A faithful copy of the entries is required, with no images in it.

Image point grounding data

Content starts

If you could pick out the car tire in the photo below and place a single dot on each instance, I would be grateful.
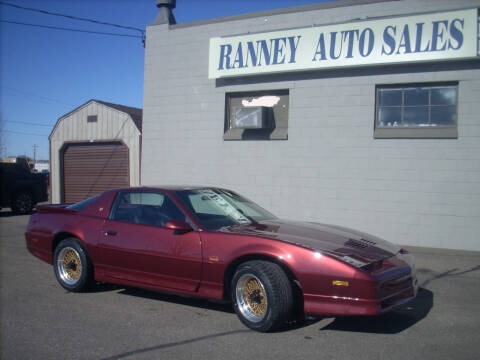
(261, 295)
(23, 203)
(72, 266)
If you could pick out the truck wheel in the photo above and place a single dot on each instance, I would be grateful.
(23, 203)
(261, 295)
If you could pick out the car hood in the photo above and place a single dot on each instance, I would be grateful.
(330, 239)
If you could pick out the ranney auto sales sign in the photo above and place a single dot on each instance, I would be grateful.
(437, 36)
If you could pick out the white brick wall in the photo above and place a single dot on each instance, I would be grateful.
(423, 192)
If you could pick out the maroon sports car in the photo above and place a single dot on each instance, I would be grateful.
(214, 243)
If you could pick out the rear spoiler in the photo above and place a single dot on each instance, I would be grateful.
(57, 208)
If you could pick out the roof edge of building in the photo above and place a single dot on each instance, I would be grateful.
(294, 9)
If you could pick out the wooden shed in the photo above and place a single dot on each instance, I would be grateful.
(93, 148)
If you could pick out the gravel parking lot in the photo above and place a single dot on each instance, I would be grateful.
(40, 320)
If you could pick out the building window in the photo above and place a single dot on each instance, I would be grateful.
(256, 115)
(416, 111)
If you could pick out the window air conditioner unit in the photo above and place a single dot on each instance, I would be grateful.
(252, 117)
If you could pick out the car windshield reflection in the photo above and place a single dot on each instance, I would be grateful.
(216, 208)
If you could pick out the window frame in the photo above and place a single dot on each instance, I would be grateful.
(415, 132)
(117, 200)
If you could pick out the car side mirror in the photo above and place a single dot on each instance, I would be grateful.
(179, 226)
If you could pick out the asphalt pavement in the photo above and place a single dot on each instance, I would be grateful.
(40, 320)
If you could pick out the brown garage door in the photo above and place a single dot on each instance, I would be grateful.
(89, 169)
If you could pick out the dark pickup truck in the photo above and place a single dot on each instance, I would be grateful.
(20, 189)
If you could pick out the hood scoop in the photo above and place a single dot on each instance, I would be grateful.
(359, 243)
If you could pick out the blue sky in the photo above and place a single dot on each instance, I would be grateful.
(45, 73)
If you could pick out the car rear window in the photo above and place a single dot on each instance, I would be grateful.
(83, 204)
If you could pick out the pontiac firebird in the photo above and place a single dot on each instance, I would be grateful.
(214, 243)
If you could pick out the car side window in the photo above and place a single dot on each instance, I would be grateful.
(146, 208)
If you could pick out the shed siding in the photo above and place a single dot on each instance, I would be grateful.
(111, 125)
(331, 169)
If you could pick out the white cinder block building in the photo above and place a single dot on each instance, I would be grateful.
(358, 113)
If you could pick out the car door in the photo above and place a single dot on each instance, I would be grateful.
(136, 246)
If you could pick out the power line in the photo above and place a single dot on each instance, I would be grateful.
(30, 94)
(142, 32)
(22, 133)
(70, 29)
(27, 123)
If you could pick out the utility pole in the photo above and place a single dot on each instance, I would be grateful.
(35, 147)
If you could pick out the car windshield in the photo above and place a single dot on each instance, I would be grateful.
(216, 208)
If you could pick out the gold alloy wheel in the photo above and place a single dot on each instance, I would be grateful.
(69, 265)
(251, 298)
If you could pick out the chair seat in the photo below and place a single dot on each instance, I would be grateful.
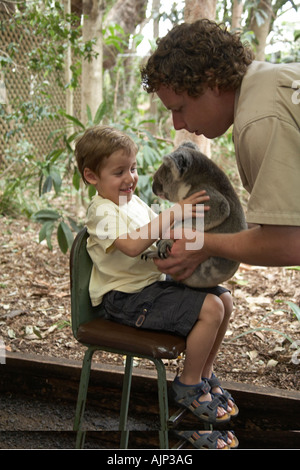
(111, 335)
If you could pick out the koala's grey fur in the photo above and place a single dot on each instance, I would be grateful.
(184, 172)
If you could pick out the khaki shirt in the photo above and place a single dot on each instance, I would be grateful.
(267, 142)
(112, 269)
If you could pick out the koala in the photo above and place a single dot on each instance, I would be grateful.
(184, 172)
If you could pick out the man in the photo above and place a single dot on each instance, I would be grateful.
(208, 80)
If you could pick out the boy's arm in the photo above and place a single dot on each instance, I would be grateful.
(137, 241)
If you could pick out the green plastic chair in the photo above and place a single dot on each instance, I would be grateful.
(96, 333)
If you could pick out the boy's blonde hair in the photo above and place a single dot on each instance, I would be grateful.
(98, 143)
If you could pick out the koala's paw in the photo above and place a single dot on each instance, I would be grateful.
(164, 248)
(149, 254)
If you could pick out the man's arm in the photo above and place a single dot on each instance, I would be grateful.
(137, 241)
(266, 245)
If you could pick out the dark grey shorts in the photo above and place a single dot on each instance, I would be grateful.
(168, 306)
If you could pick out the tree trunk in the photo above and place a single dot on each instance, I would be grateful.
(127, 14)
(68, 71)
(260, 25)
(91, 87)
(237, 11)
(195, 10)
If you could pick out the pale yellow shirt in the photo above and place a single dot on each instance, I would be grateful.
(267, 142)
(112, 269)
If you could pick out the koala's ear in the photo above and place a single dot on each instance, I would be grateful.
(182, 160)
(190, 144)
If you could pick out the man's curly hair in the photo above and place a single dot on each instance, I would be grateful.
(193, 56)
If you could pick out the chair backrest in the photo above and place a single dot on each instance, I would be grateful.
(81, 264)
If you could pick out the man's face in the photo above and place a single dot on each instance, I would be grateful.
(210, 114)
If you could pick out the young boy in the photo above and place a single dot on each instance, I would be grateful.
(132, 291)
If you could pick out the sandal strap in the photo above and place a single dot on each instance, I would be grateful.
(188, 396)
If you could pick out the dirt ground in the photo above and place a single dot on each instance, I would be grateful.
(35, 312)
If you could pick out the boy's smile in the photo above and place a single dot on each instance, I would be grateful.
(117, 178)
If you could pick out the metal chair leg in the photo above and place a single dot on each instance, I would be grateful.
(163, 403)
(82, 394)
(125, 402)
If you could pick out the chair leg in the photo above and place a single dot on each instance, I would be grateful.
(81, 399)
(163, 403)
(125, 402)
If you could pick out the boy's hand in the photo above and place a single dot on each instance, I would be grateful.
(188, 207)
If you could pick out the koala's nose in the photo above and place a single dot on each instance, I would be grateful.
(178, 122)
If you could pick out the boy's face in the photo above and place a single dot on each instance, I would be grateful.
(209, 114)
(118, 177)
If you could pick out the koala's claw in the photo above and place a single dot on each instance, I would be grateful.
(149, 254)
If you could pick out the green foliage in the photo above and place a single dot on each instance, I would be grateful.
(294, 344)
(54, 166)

Content ends

(YOUR SOLUTION)
If you could pick out the car tire in the photo below and place a single dot on each instance, I would be grateful.
(261, 295)
(23, 203)
(72, 266)
If you could pick out the truck wheel in the photo above and place a single dot on each instance, I would be grateful.
(23, 203)
(261, 295)
If you could pick out the car hood in the photo above and place a single dot on each instance, I would be grateful.
(330, 239)
If you could pick out the ranney auto sales sign in the photo above and place a single dot on each instance, I would be grateful.
(437, 36)
If you could pick out the white brick wall in the photo above and place a single dot on each instance, I would be grateful.
(423, 192)
If you could pick out the maroon sports car in the photo above and place a single dot on each instance, I would be grateful.
(214, 243)
If you could pick out the rear spoiler in the photo above and place a single dot on each instance, I would be grateful.
(57, 208)
If you could pick out the roof edge of building in the photo above and place a single dot on each instance, I would be grateful.
(294, 9)
If you could pick out the wooden shed in the photo above and place a single dot on each instance, I would be grateful.
(93, 148)
If you could pick out the gravel parking lot in the photo above and place a single dot on each instance, I would be grateful.
(40, 320)
If you could pick out the building window in the photo above and place a single dot on each instance, I would be grateful.
(256, 115)
(416, 111)
If you could pick out the window air conditioner unit in the photo above and place a single dot on each instance, I would be grateful.
(252, 117)
If you could pick out the car windshield reflection in the photo above and place a single dot on each instance, I would be grateful.
(216, 208)
If you could pick out the window frame in the photo above and place a single dot on each instance, I would be grateful.
(415, 132)
(117, 200)
If you could pick out the car side mirror in the photo above and place a single dot on each instance, I would be grateful.
(179, 226)
If you could pick out the asphalt pavement in the photo above and place a single dot on each instance, I would be grateful.
(40, 320)
If you could pick out the brown garage door in the photo above and place a single dot on each instance, I would be grateful.
(89, 169)
If you could pick out the dark pickup truck in the photo above and place a single dot on each instance, I would be grateful.
(20, 189)
If you could pick out the hood scoop in the photo above and place a single dot on each instance, I would be grateful.
(359, 243)
If you could pick out the blue sky in the photo above and place a single dot on each instance, I would be grateful.
(45, 73)
If you could pick out the car rear window in the photo above and place a single dot on each instance, I would be grateful.
(83, 204)
If you could pick out the pontiac firebird in the photo above and place a single dot on each instance, I would be grateful.
(214, 243)
If you could pick out the car side window in the photo above and place a single dot on each instance, I would be grateful.
(146, 208)
If you could pick out the shed siding in the photo above and place a single dot on each instance, I would be grateful.
(111, 125)
(331, 169)
If you could pick out the white cinder block building in the photo above and place a single dot on each instance, I would be grateful.
(358, 113)
If you could pick out the car door in the photo above and place a single dot on each instance, I would be grateful.
(136, 246)
If you could pick out the power line in the photo above and place a single dot on each instance, I would be grateful.
(30, 94)
(142, 32)
(22, 133)
(70, 29)
(27, 123)
If you could pick out the utility pole in the photo above and place a single dot on each instance, I would be grateful.
(35, 147)
If you could pick out the car windshield in the photo above and place a single dot on each instance, I would be grateful.
(216, 208)
If you could pick out the gold alloy wheel in the photo above and place a single dot on each instance, I would be grateful.
(69, 265)
(251, 298)
If you could pick out the chair seat in the photo below and place a single dot on each instance, I would be grateful.
(111, 335)
If you could pick out the koala's grey fur in the photo above and place a single dot on each instance, I would be grateful.
(184, 172)
If you could pick out the khaki shirt in the photo above and place a single dot on each instance, I would be grateful.
(267, 142)
(112, 269)
If you could pick out the koala in the photo above and place a single dot on each instance, I would be grateful.
(184, 172)
If you could pick out the man in the photo above and place a single dot on each instance, I would be grateful.
(208, 80)
If you could pick out the boy's arm in the photo above and place a single dot on each instance, I would be grateful.
(137, 241)
If you could pick out the green plastic chair in the photo above and place a single dot on each instance, I would be grateful.
(96, 333)
If you could pick out the boy's blonde hair in the photo above and place a single dot on each instance, I would be grateful.
(98, 143)
If you could pick out the koala's paw in the photo above and place a single dot on each instance, I would be grateful.
(164, 248)
(149, 254)
If you could pick out the man's arm in the photo above and place a single dot on each instance, I would be grateful.
(137, 241)
(266, 245)
If you could pick out the dark grey shorts in the photo above and place a single dot on each instance, I would be grateful.
(168, 306)
If you could pick out the tree trunk in the photo above and place a single dot on each instance, I would be grateful.
(127, 14)
(68, 71)
(260, 25)
(91, 87)
(237, 11)
(195, 10)
If you could pick out the pale yellow shirt in the photo above and place a single dot on each instance, I would be grateful.
(267, 142)
(112, 269)
If you could pick out the koala's ear in the photo above and place a single dot on each instance, I would be grateful.
(182, 160)
(190, 144)
If you could pick out the man's curly hair in the photo above and place a single dot on each instance, I would be grateful.
(193, 56)
If you could pick out the chair backrest in the photo above and place a single dot on each instance, I would be grateful.
(81, 264)
If you could pick out the man's face in the photo above and place a single dot on each instance, I would be grateful.
(210, 114)
If you could pick out the young boy in the photo above and place a single dot on each instance, I would be grateful.
(132, 291)
If you could pick out the sandal strap in the photo above and place a single dot on each instance, I would be grateful.
(188, 396)
If you could pick out the dirt ground in the photo above and place a single dot on each instance, I would be grateful.
(35, 312)
If you could pick out the boy's smile in the photo above and place a single dot on each instance, I would be grateful.
(117, 178)
If you could pick out the metal chair leg in the photo above and place a single dot on each instance, I would be grateful.
(163, 403)
(82, 394)
(125, 402)
If you could pick out the chair leg in the photo above and place a single dot on each instance, I would be grateful.
(81, 399)
(163, 403)
(125, 402)
If you could pick out the boy's hand in the photo above and place a single dot on each instance, I would be grateful.
(188, 207)
If you could pick out the koala's nose in the photo above and place a single dot on each instance, I would be grateful.
(178, 122)
If you could pick out the boy's face in the photo above and place a single dot on each instance, I would be grateful.
(209, 114)
(118, 177)
If you could pick out the koala's claw in the photo above and place a single dot on each instance, I would be grateful.
(149, 254)
If you could pick out the green foliage in the photo above and place a single dot on each instance, I would be grateful.
(294, 344)
(54, 166)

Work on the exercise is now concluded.